*** Opening of TEXT SHOWN ***

SSEHRI PhD candidate and Switzer Fellow, Lourdes Vera, co-led a Switzer Foundation Web Event titled, “Race and Equity Discussion Group: Environmental Data Justice,” on June 15th, along with Switzer Fellow Francisco Donez.
People facing chronic environmental exposure often face obstacles in accessing accurate environmental data about their exposures. In these cases, access does not only mean being able to retrieve the data but being able to assess data. For example, much environmental data provided by the U.S. EPA are self-reported by industry, such as data from the Toxic Release Inventory (TRI) database.
While TRI data are extremely helpful to researchers and communities alike, they are often taken to be more accurate or rigorous than they actually are.
At the Environmental Data and Governance Initiative (EDGI), Fellow Lourdes Vera has found much data provided by the EPA to be incomplete, difficult to understand, or lacking relevant context. Through citizen science work, on the other hand, communities have produced data to challenge these issues of access and lack of transparency.
Environmental Data Justice (EDJ), at the intersection of environmental justice and data justice activism and scholarship, is a concept that addresses the common issues communities face in using data to further achieve environmental justice. In this presentation, Lourdes described the work she and EDGI have done so far in the realm of EDJ and facilitate discussions about how EDJ might look like in the lab or field, how she has struggled with environmental data access, and how EDJ might fit into environmental policy.
As this framework is forever evolving, she hopes that this conversation will contribute to and challenge our conceptions of EDJ so far.

*** Close of TEXT SHOWN ***
*** Opening of PROVIDED DATA ***

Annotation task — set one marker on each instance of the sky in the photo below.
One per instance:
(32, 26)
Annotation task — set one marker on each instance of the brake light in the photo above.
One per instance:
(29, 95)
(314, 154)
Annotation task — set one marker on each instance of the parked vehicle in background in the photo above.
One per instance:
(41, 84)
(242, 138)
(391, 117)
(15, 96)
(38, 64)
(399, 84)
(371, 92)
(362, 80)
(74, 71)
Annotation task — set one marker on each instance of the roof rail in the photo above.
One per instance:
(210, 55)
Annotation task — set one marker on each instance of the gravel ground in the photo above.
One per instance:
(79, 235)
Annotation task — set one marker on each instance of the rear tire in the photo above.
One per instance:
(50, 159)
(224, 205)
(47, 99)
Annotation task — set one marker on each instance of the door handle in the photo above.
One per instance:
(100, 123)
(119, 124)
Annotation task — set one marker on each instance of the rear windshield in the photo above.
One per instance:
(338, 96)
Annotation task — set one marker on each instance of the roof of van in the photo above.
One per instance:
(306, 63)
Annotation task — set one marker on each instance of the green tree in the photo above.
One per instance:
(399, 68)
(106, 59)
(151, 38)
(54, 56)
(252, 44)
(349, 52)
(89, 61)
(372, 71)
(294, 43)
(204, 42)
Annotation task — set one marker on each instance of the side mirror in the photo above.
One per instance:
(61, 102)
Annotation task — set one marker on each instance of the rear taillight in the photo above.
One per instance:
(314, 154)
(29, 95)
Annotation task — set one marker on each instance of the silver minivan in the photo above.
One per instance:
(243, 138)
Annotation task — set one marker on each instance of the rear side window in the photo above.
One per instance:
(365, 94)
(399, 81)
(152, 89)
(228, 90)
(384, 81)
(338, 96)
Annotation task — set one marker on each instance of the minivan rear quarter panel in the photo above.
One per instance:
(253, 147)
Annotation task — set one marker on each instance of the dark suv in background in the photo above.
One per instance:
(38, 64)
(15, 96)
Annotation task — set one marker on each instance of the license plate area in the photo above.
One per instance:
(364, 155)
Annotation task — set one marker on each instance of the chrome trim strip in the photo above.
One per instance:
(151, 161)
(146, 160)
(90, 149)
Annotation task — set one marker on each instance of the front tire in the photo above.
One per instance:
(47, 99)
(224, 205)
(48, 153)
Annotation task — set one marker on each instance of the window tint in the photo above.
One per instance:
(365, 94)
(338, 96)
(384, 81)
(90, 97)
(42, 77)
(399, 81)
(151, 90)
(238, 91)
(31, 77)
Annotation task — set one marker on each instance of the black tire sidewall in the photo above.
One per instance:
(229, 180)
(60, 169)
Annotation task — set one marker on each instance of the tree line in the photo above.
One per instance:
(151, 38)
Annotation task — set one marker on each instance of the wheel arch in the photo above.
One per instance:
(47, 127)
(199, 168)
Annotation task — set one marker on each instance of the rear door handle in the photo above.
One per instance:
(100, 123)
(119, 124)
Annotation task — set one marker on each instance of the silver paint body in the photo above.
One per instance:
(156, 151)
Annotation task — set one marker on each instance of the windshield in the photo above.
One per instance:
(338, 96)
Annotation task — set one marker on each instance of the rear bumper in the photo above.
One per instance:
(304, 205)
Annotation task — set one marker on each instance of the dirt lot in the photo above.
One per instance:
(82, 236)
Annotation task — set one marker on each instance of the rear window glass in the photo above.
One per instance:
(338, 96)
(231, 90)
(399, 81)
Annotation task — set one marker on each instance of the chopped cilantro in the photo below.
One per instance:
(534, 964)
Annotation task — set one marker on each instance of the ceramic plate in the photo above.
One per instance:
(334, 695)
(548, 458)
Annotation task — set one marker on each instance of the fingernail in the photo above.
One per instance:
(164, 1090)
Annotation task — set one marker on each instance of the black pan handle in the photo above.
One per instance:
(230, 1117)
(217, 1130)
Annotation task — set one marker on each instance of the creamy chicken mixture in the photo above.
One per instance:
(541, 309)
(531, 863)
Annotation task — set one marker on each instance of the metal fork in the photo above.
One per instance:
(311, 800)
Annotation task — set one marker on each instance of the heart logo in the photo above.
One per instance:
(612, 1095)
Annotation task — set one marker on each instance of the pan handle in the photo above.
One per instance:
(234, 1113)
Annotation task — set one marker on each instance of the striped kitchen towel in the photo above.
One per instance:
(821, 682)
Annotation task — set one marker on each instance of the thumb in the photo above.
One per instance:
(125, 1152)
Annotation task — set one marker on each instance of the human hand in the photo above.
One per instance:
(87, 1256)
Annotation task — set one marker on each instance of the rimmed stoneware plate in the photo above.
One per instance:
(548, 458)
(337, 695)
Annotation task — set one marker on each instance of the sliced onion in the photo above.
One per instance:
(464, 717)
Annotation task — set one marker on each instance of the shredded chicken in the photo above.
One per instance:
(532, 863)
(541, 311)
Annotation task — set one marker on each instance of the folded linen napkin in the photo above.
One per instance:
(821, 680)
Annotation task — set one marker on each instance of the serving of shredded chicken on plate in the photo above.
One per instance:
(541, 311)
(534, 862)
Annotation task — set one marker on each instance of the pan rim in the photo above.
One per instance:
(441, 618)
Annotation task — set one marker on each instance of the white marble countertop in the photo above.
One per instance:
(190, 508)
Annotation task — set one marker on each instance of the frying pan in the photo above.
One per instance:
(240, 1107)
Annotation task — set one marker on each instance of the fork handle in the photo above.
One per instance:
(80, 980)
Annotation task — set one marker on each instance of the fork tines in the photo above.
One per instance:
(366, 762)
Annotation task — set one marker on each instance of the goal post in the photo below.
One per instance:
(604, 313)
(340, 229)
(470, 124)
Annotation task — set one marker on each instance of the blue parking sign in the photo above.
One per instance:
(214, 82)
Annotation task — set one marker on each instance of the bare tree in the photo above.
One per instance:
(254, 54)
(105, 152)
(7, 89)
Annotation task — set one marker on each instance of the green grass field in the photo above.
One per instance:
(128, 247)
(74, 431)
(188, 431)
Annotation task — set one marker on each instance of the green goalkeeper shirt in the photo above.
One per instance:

*** Close of PROVIDED DATA ***

*PROBLEMS TO WORK ON*:
**1)** Return the stretch of the event description from "While TRI data" through "lack of transparency.", copied word for word.
**2)** List each shortcoming that the event description says Lourdes Vera has found in much of the data provided by the EPA.
**3)** Answer these questions from the event description.
(a) On what date was the web event held?
(b) According to the description, who self-reports much of the environmental data provided by the U.S. EPA?
(c) At the intersection of what does Environmental Data Justice lie?

*ANSWERS FOR EACH ITEM*:
**1)**
While TRI data are extremely helpful to researchers and communities alike, they are often taken to be more accurate or rigorous than they actually are.
At the Environmental Data and Governance Initiative (EDGI), Fellow Lourdes Vera has found much data provided by the EPA to be incomplete, difficult to understand, or lacking relevant context. Through citizen science work, on the other hand, communities have produced data to challenge these issues of access and lack of transparency.

**2)**
- Incomplete
- Difficult to understand
- Lacking relevant context

**3)**
(a) June 15th
(b) Industry
(c) Environmental justice and data justice activism and scholarship